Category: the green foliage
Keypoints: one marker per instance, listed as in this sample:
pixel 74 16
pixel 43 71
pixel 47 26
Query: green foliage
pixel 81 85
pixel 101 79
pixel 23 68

☆ ☆ ☆ ☆ ☆

Every line from the one containing "pixel 74 16" through the last line above should be retyped exactly; no other lines are wanted.

- _Output of the exercise_
pixel 74 16
pixel 43 71
pixel 47 26
Query: green foliage
pixel 81 85
pixel 101 79
pixel 23 68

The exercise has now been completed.